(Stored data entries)
+---+
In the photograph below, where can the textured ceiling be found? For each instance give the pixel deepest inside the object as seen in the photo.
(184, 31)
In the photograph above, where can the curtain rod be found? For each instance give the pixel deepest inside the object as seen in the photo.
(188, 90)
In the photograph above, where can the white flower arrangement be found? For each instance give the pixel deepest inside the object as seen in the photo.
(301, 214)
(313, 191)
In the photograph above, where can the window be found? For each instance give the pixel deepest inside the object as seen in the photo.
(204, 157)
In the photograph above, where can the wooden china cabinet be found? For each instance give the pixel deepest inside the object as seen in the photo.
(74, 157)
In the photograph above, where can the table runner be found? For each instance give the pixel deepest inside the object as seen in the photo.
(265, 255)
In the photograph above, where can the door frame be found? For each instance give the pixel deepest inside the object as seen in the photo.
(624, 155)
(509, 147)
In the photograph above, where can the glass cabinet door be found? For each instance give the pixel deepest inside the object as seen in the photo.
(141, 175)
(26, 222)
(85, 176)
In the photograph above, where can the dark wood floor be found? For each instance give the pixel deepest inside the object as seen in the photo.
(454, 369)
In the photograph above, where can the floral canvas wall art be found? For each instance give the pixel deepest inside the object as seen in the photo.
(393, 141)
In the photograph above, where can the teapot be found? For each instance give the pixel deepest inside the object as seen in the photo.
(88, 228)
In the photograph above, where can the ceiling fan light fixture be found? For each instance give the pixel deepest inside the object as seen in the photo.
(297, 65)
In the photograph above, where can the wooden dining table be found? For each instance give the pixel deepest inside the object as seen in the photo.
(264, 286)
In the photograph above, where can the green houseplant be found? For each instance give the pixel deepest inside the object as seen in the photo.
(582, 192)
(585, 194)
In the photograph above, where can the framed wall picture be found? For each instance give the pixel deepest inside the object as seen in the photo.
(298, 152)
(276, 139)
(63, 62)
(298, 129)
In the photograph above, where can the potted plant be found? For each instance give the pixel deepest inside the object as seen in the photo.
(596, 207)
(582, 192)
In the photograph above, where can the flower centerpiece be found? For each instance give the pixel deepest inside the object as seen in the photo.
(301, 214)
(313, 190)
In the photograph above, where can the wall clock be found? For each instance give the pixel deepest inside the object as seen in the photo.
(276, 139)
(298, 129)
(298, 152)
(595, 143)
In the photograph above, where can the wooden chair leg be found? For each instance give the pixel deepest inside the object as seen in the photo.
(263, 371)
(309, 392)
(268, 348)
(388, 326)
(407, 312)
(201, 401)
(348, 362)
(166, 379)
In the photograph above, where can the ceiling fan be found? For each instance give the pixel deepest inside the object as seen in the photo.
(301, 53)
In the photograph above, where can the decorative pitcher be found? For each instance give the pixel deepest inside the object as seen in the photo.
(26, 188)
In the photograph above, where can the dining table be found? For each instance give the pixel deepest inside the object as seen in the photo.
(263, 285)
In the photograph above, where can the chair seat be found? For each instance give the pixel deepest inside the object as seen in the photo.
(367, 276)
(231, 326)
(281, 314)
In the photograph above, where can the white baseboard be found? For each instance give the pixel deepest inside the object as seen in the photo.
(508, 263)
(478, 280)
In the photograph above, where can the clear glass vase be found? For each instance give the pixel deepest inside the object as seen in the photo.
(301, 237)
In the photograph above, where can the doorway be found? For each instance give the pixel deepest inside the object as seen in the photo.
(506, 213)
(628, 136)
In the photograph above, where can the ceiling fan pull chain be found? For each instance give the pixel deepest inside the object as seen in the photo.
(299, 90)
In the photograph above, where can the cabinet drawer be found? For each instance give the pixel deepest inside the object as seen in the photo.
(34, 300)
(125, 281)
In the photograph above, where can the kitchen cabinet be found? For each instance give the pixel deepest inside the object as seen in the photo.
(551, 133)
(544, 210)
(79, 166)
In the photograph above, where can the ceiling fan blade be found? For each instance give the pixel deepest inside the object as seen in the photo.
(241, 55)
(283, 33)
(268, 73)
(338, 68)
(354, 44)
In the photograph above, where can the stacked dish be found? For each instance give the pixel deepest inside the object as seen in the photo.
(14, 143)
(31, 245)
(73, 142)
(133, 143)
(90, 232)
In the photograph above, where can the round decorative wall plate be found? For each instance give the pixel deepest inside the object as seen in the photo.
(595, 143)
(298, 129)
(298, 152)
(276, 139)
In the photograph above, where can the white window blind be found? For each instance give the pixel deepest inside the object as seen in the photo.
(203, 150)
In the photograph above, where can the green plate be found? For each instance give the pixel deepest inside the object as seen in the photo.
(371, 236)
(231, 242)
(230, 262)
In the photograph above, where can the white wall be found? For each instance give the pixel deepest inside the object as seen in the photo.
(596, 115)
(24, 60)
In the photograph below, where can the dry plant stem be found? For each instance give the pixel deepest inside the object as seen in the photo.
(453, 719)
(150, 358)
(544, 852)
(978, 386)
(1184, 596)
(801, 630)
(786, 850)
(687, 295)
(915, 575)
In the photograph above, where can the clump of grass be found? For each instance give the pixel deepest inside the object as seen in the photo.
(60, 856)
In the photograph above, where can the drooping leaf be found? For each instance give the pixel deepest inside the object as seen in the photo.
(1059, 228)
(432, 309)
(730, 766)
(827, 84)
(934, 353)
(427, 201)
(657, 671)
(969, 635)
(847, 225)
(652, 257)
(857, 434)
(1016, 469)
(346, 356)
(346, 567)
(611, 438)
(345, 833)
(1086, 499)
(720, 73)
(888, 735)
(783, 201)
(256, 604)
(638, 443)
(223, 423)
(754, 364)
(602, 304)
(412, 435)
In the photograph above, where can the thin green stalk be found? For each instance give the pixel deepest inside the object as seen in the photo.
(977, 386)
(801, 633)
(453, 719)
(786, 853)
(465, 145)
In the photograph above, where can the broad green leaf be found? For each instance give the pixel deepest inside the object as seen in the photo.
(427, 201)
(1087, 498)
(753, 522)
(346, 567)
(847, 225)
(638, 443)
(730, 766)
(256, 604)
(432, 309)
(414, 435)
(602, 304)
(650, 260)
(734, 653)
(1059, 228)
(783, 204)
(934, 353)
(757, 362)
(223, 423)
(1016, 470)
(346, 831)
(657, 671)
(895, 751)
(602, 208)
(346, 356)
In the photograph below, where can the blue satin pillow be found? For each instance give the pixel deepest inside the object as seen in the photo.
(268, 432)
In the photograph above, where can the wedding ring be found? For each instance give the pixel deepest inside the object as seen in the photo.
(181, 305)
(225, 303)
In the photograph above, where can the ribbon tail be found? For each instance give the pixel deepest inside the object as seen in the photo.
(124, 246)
+---+
Task goal ▸ Each record above must be output without any alteration.

Task output ▸
In the photograph below, where can the textured ceiling be found? For each instance give the pixel deepest inside the object as seen in the photo.
(184, 31)
In the photograph above, where can the curtain rod be found? For each instance give the pixel deepest inside the object as seen in the photo.
(188, 90)
In the photograph above, where can the white flower arrangement be found? For each instance give the pixel deepest inside the object as seen in the photo.
(301, 214)
(313, 191)
In the photograph above, where can the window be found? For each instance give the pixel deepest inside the object as seen in the photo.
(204, 157)
In the photograph above, where can the wooden china cabinet be found? For each instance give the pixel deepest inside the object as seen in the photo.
(74, 157)
In the photograph above, where can the table runner be found? For each instance give the pixel deepest inside the object as seen in the photo.
(265, 255)
In the photograph above, where can the door frame be found? For each instance give the pixel deepest inside the object as seen in the photo.
(624, 155)
(509, 147)
In the photograph above, where can the glass cabinet door be found? For each instance give the pixel deepest inside the object as seen in the photo.
(141, 175)
(26, 222)
(85, 176)
In the photograph above, where can the dark wood floor be found? For each instance give the pixel deepest inside the object as seen in the photo.
(454, 369)
In the photograph above, where can the floral canvas wall art be found? For each instance give the pixel deepest inside the object as seen in the photo.
(393, 141)
In the photograph above, where can the teapot be found? For each instance give the pixel deepest inside the object as seen in the photo.
(88, 228)
In the photograph above, where can the ceiling fan light fixture be found? For each instance give the pixel deepest inside the object as seen in the photo.
(297, 65)
In the photograph above, where can the wooden dining table be found? For each instance give the pixel deepest inside the object as seen in the photo.
(264, 286)
In the photograph above, where can the green houseplant be found? For each instance give the pixel deepest inside the object as seen in the photo.
(582, 192)
(585, 194)
In the photograph above, where can the framed wall picture be found? For each instance give the pixel deepest inside the object as seen in the photo.
(298, 152)
(276, 139)
(63, 62)
(298, 129)
In the photograph above, where can the potted plant be found? For each instance give the pixel deepest inside the object as seen in the photo.
(596, 207)
(582, 192)
In the photograph above, where can the flower centerpiece be found? For each instance give the pixel deepest inside the object as seen in the photo.
(301, 214)
(313, 190)
In the photograph above, where can the wall clock be found? For each instance give the pixel deepest inside the object as seen in the photo.
(276, 139)
(298, 129)
(298, 152)
(595, 143)
In the photograph above, where can the wooden chair leg be found? For each instance give the pixel deepest inside the object as seen in the photo.
(263, 371)
(309, 392)
(268, 348)
(388, 326)
(407, 312)
(201, 401)
(348, 362)
(166, 379)
In the photograph above, where can the ceiling fan be found? For each instance give the pixel deepest inside the object as seen in the photo.
(301, 53)
In the photograph above, where can the decorative pitcher be found? For each instance give the pixel deepest inside the object as seen in the photo.
(26, 188)
In the photograph above, where can the dining table be found? For each instance give the pixel deepest inside the object as seen in the photo.
(263, 285)
In the photograph above, where can the chair seat be found? For each instance give the pixel deepest inside the object as seen in the photo.
(367, 276)
(231, 326)
(281, 314)
In the photograph above, where can the white baseboard be found? For each instance give the pixel deepest inside the object as seen in the photo.
(508, 263)
(478, 280)
In the photograph above, where can the clear glass vase be found? For each instance give the pixel deepest inside the object as seen in the photo.
(301, 237)
In the photograph above, where can the doorway be found? For each instance give the pixel deepest inside the object as seen in the photo.
(506, 213)
(628, 136)
In the photograph above, where can the ceiling fan pull chain be found? For each instance give the pixel deepest inside the object as seen in the photo.
(299, 90)
In the photograph above, where can the cabinet drawer be found? For each instance give the pixel deepest inside the object as seen in the photo.
(34, 300)
(125, 281)
In the photograph above, where can the kitchen cabinet be found? For each instance give the pixel deepest inside the object as seen in the photo.
(551, 133)
(544, 210)
(79, 166)
In the photograph above, where can the ceiling fan blade be found? For each instance give the pixel deepest inside the object as seen in the photo.
(241, 55)
(283, 33)
(268, 73)
(338, 68)
(354, 44)
In the photograph above, where can the stacked dish be found? For each instance give the pixel deepest inside the object as seen in the photo.
(14, 143)
(31, 245)
(73, 142)
(133, 143)
(90, 232)
In the photograph above, where can the round decorative wall plate be found? For each instance give the pixel deepest inside the object as seen in the photo.
(595, 143)
(298, 129)
(298, 152)
(276, 139)
In the photograph above, where can the white window blind be found? For each instance give the pixel deepest inside the object as seen in the photo.
(203, 150)
In the photograph above, where can the green plate be found? For each instance give the pixel deepest inside the object as seen in the photo.
(371, 236)
(231, 242)
(230, 262)
In the photograph above, where can the white wall be found? For each instance give the pixel deepest inside the object as seen in the photo.
(596, 115)
(24, 60)
In the photograph below, where can the dry plant stem be found? For each instance give the pixel deepest inside the object as seen in the photo.
(453, 719)
(150, 358)
(544, 852)
(978, 386)
(1184, 596)
(801, 630)
(786, 850)
(687, 295)
(915, 575)
In the photograph above, where can the clump of grass be found? For each instance give the pixel deepest inside the object as seen in the photo.
(60, 856)
In the photograph above, where can the drooping leaf be found? For each instance give the pixel deepest inside the object as seen in the photo.
(1059, 228)
(432, 309)
(730, 766)
(827, 84)
(934, 353)
(427, 201)
(657, 671)
(969, 635)
(847, 225)
(652, 257)
(857, 434)
(1016, 469)
(346, 356)
(346, 567)
(611, 438)
(345, 833)
(1086, 499)
(720, 73)
(888, 735)
(783, 201)
(256, 604)
(638, 443)
(223, 423)
(754, 364)
(602, 304)
(412, 435)
In the photograph above, where can the thin green stalk be found? For each instance give the pixel deepest inside the object as seen in the photo.
(977, 386)
(801, 633)
(453, 719)
(786, 853)
(465, 145)
In the photograph above, where can the broad green leaf be found? For each instance give the pixel deepest inside the object as seen in the photo.
(427, 201)
(1087, 498)
(753, 522)
(346, 567)
(847, 225)
(638, 443)
(730, 766)
(256, 604)
(432, 309)
(414, 435)
(602, 304)
(650, 260)
(734, 653)
(1059, 228)
(783, 204)
(934, 353)
(757, 362)
(223, 423)
(1016, 470)
(346, 831)
(657, 671)
(895, 751)
(602, 208)
(346, 356)
In the photograph below, where can the blue satin pillow be found? For each instance give the pixel deepest inside the object as seen in the photo.
(268, 432)
In the photograph above, where can the wedding ring be found? For each instance give the pixel deepest inside the object as seen in the photo.
(181, 305)
(225, 303)
In the photograph above, where can the ribbon tail be found? For each instance give the pixel deepest inside the object as seen in the photo.
(124, 246)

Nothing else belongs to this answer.